Exercise prompt: Where an entry contains an image, skip the image and print the rest exactly.

━━━━

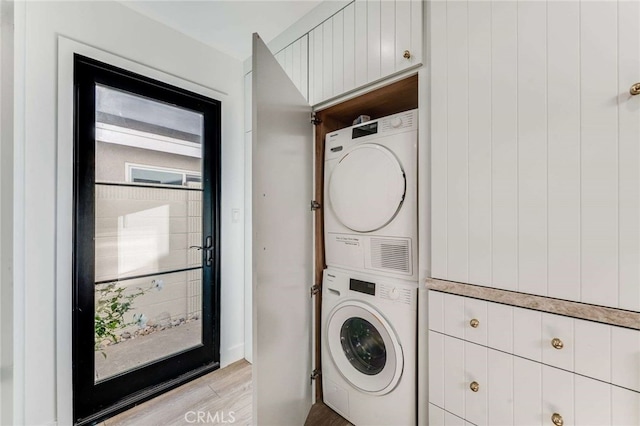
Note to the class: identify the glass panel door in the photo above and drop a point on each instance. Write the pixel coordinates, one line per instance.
(148, 231)
(146, 238)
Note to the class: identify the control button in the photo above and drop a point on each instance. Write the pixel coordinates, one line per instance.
(394, 293)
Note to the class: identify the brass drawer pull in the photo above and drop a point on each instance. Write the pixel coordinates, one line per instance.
(557, 343)
(557, 419)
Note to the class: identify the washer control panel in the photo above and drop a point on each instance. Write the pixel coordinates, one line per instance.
(395, 293)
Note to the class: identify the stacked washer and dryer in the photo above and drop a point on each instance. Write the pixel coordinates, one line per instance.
(369, 296)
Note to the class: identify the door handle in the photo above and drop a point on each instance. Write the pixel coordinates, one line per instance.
(208, 250)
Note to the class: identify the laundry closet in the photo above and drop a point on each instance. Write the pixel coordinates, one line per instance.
(527, 212)
(288, 156)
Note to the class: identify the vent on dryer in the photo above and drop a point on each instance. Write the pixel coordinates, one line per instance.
(391, 254)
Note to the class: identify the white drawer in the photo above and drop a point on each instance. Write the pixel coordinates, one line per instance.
(488, 387)
(600, 351)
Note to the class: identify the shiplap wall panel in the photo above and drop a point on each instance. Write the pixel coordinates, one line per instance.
(373, 40)
(480, 142)
(439, 138)
(349, 48)
(563, 91)
(288, 60)
(504, 105)
(318, 64)
(327, 59)
(458, 147)
(550, 117)
(629, 154)
(532, 147)
(338, 52)
(304, 66)
(311, 77)
(295, 64)
(599, 76)
(416, 34)
(387, 37)
(404, 27)
(361, 56)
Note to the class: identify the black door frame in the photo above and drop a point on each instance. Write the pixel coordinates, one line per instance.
(92, 401)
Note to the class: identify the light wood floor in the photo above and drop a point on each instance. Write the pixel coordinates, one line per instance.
(226, 392)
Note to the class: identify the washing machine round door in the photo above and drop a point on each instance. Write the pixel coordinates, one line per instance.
(364, 347)
(367, 188)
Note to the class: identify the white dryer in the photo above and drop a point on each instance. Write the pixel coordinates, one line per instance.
(369, 332)
(370, 196)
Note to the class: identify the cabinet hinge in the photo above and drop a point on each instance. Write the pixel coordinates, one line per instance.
(315, 289)
(314, 375)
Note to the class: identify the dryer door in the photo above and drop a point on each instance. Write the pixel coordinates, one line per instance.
(364, 347)
(367, 188)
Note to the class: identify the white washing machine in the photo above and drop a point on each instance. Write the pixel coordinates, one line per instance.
(370, 196)
(369, 332)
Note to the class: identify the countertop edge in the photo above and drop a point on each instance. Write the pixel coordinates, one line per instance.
(601, 314)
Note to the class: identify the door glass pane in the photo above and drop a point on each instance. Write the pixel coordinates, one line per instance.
(363, 345)
(148, 230)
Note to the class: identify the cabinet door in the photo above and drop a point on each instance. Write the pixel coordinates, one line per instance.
(536, 165)
(282, 152)
(294, 61)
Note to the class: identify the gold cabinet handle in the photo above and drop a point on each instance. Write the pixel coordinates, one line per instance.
(557, 419)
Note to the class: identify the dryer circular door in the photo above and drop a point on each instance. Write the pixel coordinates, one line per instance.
(364, 347)
(367, 188)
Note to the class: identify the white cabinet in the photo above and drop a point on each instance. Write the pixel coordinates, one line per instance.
(294, 59)
(534, 143)
(582, 371)
(364, 42)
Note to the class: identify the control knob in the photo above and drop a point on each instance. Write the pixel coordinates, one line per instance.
(394, 293)
(396, 122)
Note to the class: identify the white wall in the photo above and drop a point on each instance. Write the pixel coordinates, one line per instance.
(42, 249)
(6, 208)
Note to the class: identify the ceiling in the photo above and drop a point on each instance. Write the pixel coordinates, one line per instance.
(226, 25)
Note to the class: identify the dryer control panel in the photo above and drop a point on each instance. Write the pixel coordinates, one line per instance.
(339, 141)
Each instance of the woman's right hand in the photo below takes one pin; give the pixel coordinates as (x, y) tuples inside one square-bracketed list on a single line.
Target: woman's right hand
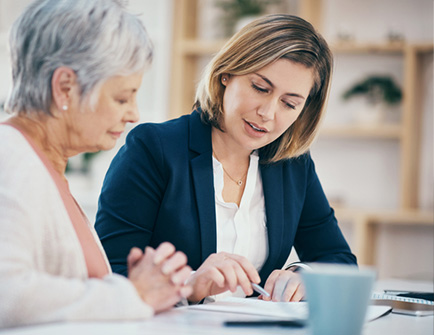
[(221, 272), (159, 275)]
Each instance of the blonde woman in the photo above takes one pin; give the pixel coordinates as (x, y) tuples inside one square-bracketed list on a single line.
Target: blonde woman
[(77, 66), (233, 184)]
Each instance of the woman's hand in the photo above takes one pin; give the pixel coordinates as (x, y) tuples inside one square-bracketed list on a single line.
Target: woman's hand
[(284, 286), (221, 272), (159, 275)]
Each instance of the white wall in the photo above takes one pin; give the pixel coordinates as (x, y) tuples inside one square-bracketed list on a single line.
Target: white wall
[(365, 173)]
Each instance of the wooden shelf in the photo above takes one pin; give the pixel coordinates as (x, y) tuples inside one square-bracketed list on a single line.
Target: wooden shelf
[(358, 48), (192, 47), (386, 131), (387, 217)]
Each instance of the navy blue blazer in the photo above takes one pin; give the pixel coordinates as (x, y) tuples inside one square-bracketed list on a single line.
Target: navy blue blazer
[(160, 187)]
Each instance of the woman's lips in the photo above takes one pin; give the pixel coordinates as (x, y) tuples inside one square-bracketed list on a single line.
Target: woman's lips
[(254, 129), (116, 134)]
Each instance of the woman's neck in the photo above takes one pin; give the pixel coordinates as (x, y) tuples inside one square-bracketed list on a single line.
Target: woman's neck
[(228, 151), (45, 132)]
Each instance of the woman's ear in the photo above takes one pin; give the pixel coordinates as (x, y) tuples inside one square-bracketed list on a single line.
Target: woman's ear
[(62, 87), (225, 79)]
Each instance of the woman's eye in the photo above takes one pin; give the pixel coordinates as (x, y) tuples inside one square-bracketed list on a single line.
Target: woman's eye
[(259, 89), (288, 105)]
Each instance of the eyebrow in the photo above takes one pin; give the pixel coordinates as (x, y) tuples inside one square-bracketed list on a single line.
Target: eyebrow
[(272, 85)]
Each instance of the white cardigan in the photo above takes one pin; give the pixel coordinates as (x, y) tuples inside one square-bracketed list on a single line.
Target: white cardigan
[(43, 274)]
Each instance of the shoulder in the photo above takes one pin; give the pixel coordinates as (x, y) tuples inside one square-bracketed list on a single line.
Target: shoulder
[(172, 129)]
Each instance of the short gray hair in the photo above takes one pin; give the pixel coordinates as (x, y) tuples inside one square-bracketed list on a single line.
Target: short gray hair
[(97, 39)]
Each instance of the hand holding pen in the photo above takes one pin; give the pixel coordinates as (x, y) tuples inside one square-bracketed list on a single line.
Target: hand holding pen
[(222, 272)]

━━━━

Exercise answer:
Note to the class: identify the glass panel door in the photo above and drop a point on each instance. Write the pixel coordinates, one line per instance.
(148, 231)
(146, 238)
Note to the class: identify the control button in the photo above and drop a point on each instance. Write the pixel coordinates, one line per instance.
(394, 293)
Note to the class: identify the brass drawer pull in the photo above and drop a point on each instance. Write the pixel coordinates, one line per instance.
(557, 343)
(557, 419)
Note to the class: identify the washer control panel in the photo above and drop a point on each instance. Write the pixel coordinates, one line per instance.
(395, 293)
Note to the class: identify the stacked washer and dryer in the photo above and drop a point on each instance. Write the pixel coordinates, one line per instance.
(369, 296)
Note to the class: identify the door handle in the photo above and drop a point on each instance. Write the pixel coordinates, one line per instance.
(208, 250)
Note to the class: identify the laundry closet in the photo above and drop a point on each instance. Write the pixel coordinates, one line per instance.
(527, 212)
(288, 156)
Note to the class: identify the vent on dryer in the photo above and drop a point on each instance. Write the pixel coordinates, one line per instance.
(391, 254)
Note to the class: identify the white drawer in the photo above and drop a point on each instance. Write the pixel coordinates, one line per instance.
(488, 387)
(600, 351)
Note to the class: identify the shiplap wall panel in the photo above and drop a point on each instance. Write the pixel coordinates, one line per instance.
(373, 40)
(480, 142)
(439, 138)
(349, 48)
(563, 91)
(288, 60)
(504, 105)
(318, 64)
(327, 59)
(458, 147)
(550, 117)
(629, 154)
(532, 147)
(338, 52)
(304, 66)
(311, 77)
(295, 64)
(599, 76)
(416, 34)
(387, 37)
(404, 27)
(361, 56)
Note to the class: identify the black door frame in the photo above and drop a point on each instance. Write the pixel coordinates, one line per instance.
(92, 401)
Note to the class: identify the light wood floor in the photo above and drop a point on each instance. Write the pixel coordinates, one line per instance.
(226, 392)
Note to the class: identify the washing machine round door in the photo above and drop a point on each instance. Write the pixel coordinates, one line per instance.
(364, 347)
(367, 188)
Note to the class: identify the white dryer in the photo above and drop a point on each instance. Write the pixel coordinates, one line per instance.
(369, 332)
(370, 196)
Note to the class: identify the cabinet hinge in the photo above and drop a point on each instance. Write the pixel coordinates, one line per instance.
(315, 289)
(314, 375)
Note to the class: identify the dryer door in the photo above and drop a point on each instance. Write the pixel coordinates, one line per instance.
(364, 347)
(367, 188)
Note to the class: identify the white washing machine in the photo above and drop a point on each instance. Write the pixel coordinates, one line per instance.
(370, 196)
(369, 332)
Note to the class: identify the countertop edge in the photo above and drop a point on each instance. Write the pixel coordinates, one line per instance.
(601, 314)
Note to the class: identify the door glass pane in the photo above and drop a point on each instance. Write the pixel coordinates, one line per instance.
(363, 345)
(148, 230)
Note to the class: identify the cabinet door in the photo above and drop a point on each instance. Write the pixel coordinates, one line per instance.
(536, 165)
(282, 152)
(294, 61)
Note to the class: identify the gold cabinet handle in the photo above and drop a point on each instance. Write the pixel coordinates, one line per instance.
(557, 419)
Note to the class: identify the dryer circular door in the photo above and drop a point on each instance. Write the pixel coordinates, one line per instance.
(364, 347)
(367, 188)
Note to the class: identify the white cabinet in the photo above and drop a point on each instance. Write the pixel coordinates, one line per instance.
(294, 59)
(534, 143)
(582, 371)
(364, 42)
Note to the class: identify the control knob in the photo above and drop a point on each instance. Write the pixel coordinates, one line per instance.
(394, 293)
(396, 122)
Note to the class: identify the white wall in the photo above and drop a point on each instance. Write the pixel coordinates, one line per instance.
(42, 249)
(6, 208)
Note to the class: identify the ceiling in the photo above and drop a point on each instance. Write the pixel coordinates, one line per instance.
(226, 25)
Note to the class: identify the dryer control panel in the photo above and drop a point on each instance. Write the pixel coordinates, one line per instance.
(339, 141)
Each instance of the woman's right hand in the photo below takes one pin; give the pixel coordinates as (x, y) tuples inside one square-bracketed list on a single line.
Target: woman's right hand
[(221, 272), (159, 275)]
Each instance of the blonde woman in the photo above takes one pin; give the pixel coordinates as (x, y) tuples inside one square-bracketed list on a single line.
Target: blonde woman
[(77, 66), (233, 184)]
Each instance of the woman's hand in the photo above takes one pin; give the pixel coordinates as (x, y) tuples inside one square-bracketed list on a single line.
Target: woman's hand
[(284, 286), (221, 272), (159, 275)]
Each instance of the white wall in the photo above takes one pin; give the pixel coordinates as (x, y) tuples inside one square-bracketed list on a single line.
Target: white wall
[(365, 173)]
Each instance of the wooden shelf in the photo above takes one pin; give the pixel coordinates as (x, y) tuples inside one square-bracketed list on a single line.
Target: wooden shelf
[(358, 48), (192, 47), (386, 131), (387, 217)]
Each instance of the navy blue blazer in the photo above takes one pin; give the pixel coordinates as (x, y) tuples inside one square-bracketed list on a single line.
Target: navy blue blazer
[(160, 187)]
Each instance of the woman's lips in the photo above takes one pin; give the pixel coordinates as (x, y) tuples inside one square-bracketed list on a single line.
Target: woman's lips
[(254, 129), (116, 134)]
Each instance of the woman's neck in the photo above takes one pin; give the pixel coordinates as (x, y) tuples inside one square-bracketed list on a single line.
Target: woman's neck
[(228, 151), (45, 132)]
Each instance of the woman's ear in the photo above takes one pin; give the pixel coordinates as (x, y) tuples inside one square-bracketed list on a single line.
Target: woman's ear
[(62, 87), (225, 79)]
Each instance of the woman's eye in the photo above takes one pin; give the pixel coordinates as (x, y) tuples inside one square-bracketed list on a single line.
Target: woman's eye
[(259, 89), (288, 105)]
Each instance of the eyebrow in the photo above takes one pin; give the pixel coordinates as (x, y) tuples inside one square-bracketed list on a single line.
Target: eyebrow
[(272, 85)]
Each instance of the white cardigan in the photo above takes one pin; give the pixel coordinates as (x, y) tuples inside one square-bracketed list on a single line.
Target: white cardigan
[(43, 274)]
Each instance of the shoulder in the photo above takes one pin; give the pixel coordinates as (x, y) tuples inside one square-bracketed list on a single line.
Target: shoulder
[(172, 129)]
Each instance of the short gray hair in the photo above takes one pin; give the pixel coordinates as (x, y) tuples inside one square-bracketed list on a single line.
Target: short gray hair
[(97, 39)]
Each instance of the hand holding pen in the photo above takes one pin; give the pixel coordinates as (x, y) tuples inside one square-bracketed list on a single line.
Target: hand holding pen
[(222, 272)]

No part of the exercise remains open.